### Task prompt
Please count the lines of the items below that contain the string "background", with case counting, and give only that number.

### Entries provided
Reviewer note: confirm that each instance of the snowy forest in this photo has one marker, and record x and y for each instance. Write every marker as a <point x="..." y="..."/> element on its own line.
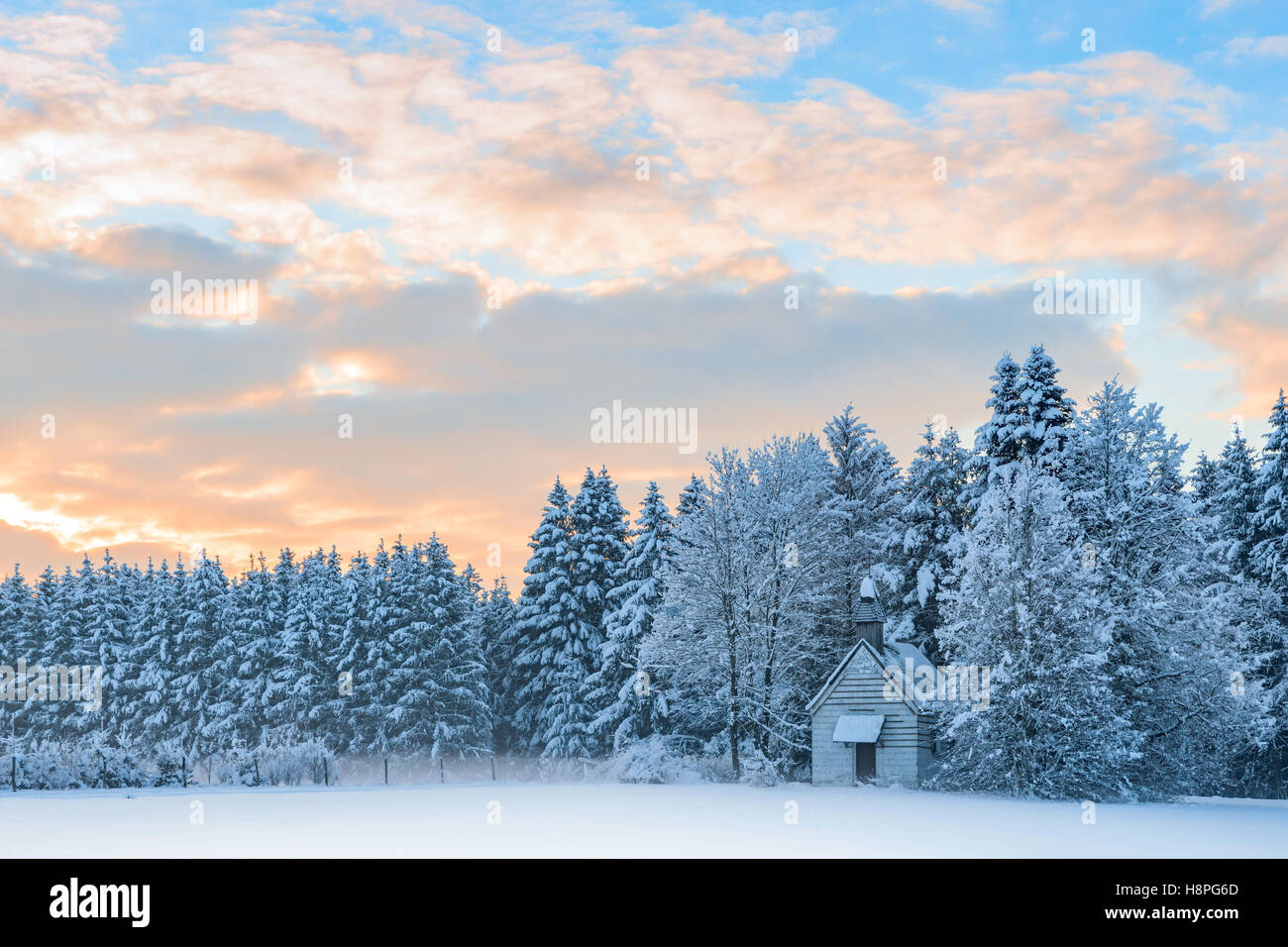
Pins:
<point x="1131" y="605"/>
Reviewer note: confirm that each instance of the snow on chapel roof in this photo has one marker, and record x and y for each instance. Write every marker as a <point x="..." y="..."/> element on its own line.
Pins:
<point x="858" y="728"/>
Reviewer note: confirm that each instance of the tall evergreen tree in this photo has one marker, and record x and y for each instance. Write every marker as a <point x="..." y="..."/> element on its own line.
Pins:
<point x="549" y="622"/>
<point x="1047" y="412"/>
<point x="1052" y="727"/>
<point x="1001" y="440"/>
<point x="622" y="692"/>
<point x="868" y="504"/>
<point x="934" y="517"/>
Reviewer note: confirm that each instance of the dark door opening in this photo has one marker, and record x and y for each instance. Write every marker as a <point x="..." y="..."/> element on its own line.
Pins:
<point x="864" y="762"/>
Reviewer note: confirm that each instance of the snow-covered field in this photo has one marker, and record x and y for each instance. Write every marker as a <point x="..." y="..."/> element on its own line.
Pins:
<point x="618" y="819"/>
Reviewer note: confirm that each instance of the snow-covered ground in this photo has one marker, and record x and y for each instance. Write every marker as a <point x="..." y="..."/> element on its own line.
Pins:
<point x="618" y="819"/>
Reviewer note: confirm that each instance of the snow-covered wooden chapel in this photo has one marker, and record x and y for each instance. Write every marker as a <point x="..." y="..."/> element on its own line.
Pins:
<point x="867" y="725"/>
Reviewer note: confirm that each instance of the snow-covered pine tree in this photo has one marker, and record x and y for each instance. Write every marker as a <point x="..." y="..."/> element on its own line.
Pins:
<point x="1269" y="565"/>
<point x="546" y="620"/>
<point x="934" y="519"/>
<point x="106" y="628"/>
<point x="1168" y="664"/>
<point x="458" y="674"/>
<point x="1269" y="558"/>
<point x="1021" y="607"/>
<point x="496" y="616"/>
<point x="702" y="635"/>
<point x="201" y="635"/>
<point x="1203" y="480"/>
<point x="1000" y="441"/>
<point x="377" y="723"/>
<point x="249" y="664"/>
<point x="301" y="674"/>
<point x="868" y="486"/>
<point x="691" y="497"/>
<point x="621" y="689"/>
<point x="17" y="626"/>
<point x="599" y="548"/>
<point x="352" y="660"/>
<point x="1047" y="412"/>
<point x="153" y="643"/>
<point x="1234" y="505"/>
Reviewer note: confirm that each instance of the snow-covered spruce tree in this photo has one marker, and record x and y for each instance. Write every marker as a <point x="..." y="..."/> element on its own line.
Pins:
<point x="106" y="628"/>
<point x="691" y="497"/>
<point x="1269" y="558"/>
<point x="406" y="690"/>
<point x="702" y="635"/>
<point x="201" y="635"/>
<point x="300" y="678"/>
<point x="1269" y="565"/>
<point x="245" y="671"/>
<point x="1234" y="505"/>
<point x="1000" y="441"/>
<point x="622" y="689"/>
<point x="739" y="637"/>
<point x="546" y="620"/>
<point x="868" y="530"/>
<point x="377" y="722"/>
<point x="599" y="548"/>
<point x="934" y="518"/>
<point x="352" y="660"/>
<point x="1047" y="412"/>
<point x="1022" y="608"/>
<point x="458" y="674"/>
<point x="153" y="639"/>
<point x="17" y="613"/>
<point x="1203" y="480"/>
<point x="1170" y="660"/>
<point x="494" y="617"/>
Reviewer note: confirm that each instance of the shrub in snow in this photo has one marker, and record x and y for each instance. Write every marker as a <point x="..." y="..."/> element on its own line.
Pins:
<point x="172" y="767"/>
<point x="288" y="764"/>
<point x="107" y="763"/>
<point x="657" y="759"/>
<point x="237" y="767"/>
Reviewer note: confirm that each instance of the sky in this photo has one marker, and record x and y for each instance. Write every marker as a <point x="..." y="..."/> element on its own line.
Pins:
<point x="462" y="230"/>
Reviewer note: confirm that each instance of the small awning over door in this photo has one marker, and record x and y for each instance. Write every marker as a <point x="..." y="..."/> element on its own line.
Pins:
<point x="858" y="728"/>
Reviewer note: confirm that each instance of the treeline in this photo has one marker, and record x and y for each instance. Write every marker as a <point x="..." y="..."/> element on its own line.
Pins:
<point x="1132" y="616"/>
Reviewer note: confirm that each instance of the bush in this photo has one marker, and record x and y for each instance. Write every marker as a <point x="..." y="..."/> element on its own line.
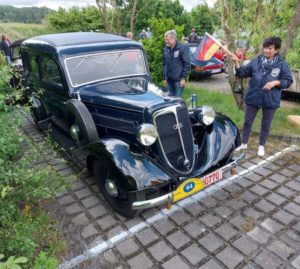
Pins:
<point x="26" y="184"/>
<point x="154" y="46"/>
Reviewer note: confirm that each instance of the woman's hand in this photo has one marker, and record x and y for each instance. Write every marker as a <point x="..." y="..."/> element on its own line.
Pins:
<point x="236" y="60"/>
<point x="269" y="85"/>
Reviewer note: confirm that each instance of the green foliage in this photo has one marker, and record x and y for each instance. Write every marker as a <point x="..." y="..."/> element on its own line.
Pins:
<point x="225" y="104"/>
<point x="75" y="20"/>
<point x="20" y="30"/>
<point x="25" y="183"/>
<point x="204" y="19"/>
<point x="155" y="45"/>
<point x="12" y="262"/>
<point x="23" y="15"/>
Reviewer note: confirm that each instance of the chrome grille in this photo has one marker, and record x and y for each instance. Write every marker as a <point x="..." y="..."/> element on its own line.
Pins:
<point x="175" y="137"/>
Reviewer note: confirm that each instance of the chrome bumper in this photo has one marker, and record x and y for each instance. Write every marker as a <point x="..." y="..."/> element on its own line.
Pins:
<point x="168" y="198"/>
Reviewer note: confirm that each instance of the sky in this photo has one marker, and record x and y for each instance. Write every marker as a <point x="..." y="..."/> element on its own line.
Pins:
<point x="54" y="4"/>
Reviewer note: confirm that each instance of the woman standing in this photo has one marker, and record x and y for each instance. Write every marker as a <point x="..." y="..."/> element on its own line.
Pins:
<point x="269" y="75"/>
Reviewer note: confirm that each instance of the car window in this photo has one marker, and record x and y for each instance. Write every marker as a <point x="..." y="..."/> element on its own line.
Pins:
<point x="50" y="71"/>
<point x="33" y="66"/>
<point x="104" y="66"/>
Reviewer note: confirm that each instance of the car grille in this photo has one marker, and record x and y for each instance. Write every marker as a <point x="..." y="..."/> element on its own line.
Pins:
<point x="175" y="137"/>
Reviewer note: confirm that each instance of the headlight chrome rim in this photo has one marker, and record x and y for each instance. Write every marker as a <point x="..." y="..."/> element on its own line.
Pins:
<point x="207" y="115"/>
<point x="147" y="134"/>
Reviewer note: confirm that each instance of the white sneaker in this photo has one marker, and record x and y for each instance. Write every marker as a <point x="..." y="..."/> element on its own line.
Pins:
<point x="261" y="151"/>
<point x="242" y="147"/>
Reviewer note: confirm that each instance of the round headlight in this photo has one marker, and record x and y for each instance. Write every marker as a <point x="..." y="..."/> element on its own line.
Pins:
<point x="208" y="115"/>
<point x="147" y="134"/>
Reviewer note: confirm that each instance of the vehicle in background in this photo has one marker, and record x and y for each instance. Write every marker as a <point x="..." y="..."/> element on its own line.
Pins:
<point x="200" y="69"/>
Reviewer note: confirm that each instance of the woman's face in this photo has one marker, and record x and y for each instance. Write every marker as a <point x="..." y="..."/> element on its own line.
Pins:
<point x="270" y="51"/>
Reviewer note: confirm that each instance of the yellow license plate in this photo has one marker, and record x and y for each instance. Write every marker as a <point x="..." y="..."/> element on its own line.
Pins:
<point x="187" y="188"/>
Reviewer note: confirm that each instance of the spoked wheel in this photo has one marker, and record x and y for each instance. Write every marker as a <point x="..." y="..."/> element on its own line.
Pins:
<point x="113" y="193"/>
<point x="81" y="124"/>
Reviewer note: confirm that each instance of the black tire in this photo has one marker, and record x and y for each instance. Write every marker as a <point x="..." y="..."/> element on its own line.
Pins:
<point x="121" y="204"/>
<point x="79" y="116"/>
<point x="37" y="110"/>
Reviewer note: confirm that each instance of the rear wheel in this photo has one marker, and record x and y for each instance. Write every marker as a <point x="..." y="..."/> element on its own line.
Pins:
<point x="115" y="195"/>
<point x="81" y="124"/>
<point x="37" y="110"/>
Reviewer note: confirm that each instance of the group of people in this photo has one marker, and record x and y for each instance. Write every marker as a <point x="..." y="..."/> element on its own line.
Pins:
<point x="268" y="73"/>
<point x="5" y="48"/>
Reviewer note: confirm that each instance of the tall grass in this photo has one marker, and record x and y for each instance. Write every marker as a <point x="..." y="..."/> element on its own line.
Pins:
<point x="224" y="103"/>
<point x="21" y="30"/>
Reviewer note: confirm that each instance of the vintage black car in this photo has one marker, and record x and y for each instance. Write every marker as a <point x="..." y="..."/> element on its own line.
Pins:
<point x="143" y="147"/>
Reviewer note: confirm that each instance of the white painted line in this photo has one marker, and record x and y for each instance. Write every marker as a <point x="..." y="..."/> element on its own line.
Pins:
<point x="161" y="215"/>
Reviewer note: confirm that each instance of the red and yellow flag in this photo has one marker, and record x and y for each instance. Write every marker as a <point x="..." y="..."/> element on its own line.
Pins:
<point x="206" y="49"/>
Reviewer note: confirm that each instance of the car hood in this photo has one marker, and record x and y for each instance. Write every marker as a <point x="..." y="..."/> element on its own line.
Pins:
<point x="135" y="95"/>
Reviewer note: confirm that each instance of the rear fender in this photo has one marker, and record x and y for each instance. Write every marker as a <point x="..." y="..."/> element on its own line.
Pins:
<point x="134" y="170"/>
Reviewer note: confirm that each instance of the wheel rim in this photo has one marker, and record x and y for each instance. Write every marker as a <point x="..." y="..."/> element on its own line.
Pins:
<point x="75" y="132"/>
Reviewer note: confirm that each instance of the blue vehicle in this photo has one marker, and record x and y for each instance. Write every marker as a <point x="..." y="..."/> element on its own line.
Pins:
<point x="143" y="147"/>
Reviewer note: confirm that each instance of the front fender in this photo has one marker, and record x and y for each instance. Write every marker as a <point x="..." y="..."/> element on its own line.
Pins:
<point x="134" y="170"/>
<point x="217" y="143"/>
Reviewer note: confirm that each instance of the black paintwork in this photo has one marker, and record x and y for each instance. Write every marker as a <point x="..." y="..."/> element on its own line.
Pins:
<point x="118" y="107"/>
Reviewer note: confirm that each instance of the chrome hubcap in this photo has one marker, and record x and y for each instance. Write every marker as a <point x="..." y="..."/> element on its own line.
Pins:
<point x="111" y="188"/>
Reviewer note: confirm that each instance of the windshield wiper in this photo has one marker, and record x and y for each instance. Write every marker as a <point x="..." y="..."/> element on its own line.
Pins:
<point x="115" y="62"/>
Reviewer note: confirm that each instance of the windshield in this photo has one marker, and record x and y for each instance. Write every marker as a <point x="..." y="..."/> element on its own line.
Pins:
<point x="103" y="66"/>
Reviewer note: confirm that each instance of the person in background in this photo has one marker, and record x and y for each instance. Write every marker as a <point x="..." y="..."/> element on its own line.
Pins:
<point x="129" y="35"/>
<point x="5" y="48"/>
<point x="269" y="75"/>
<point x="143" y="34"/>
<point x="176" y="64"/>
<point x="193" y="38"/>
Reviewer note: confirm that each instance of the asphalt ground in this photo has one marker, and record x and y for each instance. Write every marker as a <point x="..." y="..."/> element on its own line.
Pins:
<point x="250" y="220"/>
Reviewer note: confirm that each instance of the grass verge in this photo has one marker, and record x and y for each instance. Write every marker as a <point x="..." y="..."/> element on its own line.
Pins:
<point x="225" y="103"/>
<point x="27" y="182"/>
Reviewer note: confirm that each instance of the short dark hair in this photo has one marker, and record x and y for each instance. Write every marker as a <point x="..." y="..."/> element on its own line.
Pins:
<point x="274" y="40"/>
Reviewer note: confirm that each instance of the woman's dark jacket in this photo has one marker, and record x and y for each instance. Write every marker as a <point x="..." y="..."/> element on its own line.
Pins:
<point x="256" y="95"/>
<point x="176" y="62"/>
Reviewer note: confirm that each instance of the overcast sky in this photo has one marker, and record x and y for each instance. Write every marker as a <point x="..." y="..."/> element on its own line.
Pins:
<point x="54" y="4"/>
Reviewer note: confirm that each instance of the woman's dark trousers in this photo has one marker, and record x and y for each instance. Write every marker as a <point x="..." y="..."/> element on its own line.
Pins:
<point x="266" y="121"/>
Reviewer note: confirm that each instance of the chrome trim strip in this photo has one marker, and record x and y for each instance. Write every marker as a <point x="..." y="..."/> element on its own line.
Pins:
<point x="171" y="109"/>
<point x="169" y="196"/>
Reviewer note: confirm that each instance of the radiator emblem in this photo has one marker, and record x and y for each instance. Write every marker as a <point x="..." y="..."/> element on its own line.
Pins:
<point x="177" y="126"/>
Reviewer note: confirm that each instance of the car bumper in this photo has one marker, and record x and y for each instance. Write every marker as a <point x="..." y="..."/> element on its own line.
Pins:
<point x="169" y="197"/>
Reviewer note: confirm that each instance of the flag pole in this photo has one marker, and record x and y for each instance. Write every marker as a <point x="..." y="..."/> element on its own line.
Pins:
<point x="219" y="44"/>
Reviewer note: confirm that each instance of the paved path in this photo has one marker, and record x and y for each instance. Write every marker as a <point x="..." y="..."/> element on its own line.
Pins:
<point x="247" y="221"/>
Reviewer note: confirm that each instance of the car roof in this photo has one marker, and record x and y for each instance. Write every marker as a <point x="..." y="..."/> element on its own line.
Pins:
<point x="67" y="39"/>
<point x="68" y="44"/>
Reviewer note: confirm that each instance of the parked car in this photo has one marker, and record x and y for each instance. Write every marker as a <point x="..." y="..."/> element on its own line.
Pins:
<point x="144" y="148"/>
<point x="201" y="69"/>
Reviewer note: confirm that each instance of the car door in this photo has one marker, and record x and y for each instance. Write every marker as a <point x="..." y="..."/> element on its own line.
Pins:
<point x="54" y="89"/>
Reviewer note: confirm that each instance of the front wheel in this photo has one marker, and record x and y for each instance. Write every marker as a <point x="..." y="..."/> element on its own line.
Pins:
<point x="113" y="192"/>
<point x="81" y="124"/>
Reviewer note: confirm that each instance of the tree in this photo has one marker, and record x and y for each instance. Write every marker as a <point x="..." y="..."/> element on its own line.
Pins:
<point x="253" y="21"/>
<point x="75" y="19"/>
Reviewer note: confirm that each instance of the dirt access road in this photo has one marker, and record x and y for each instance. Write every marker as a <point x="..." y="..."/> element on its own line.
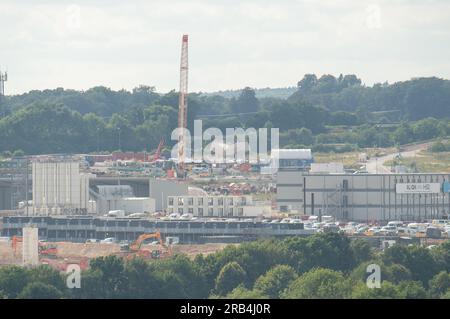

### Answer to the task
2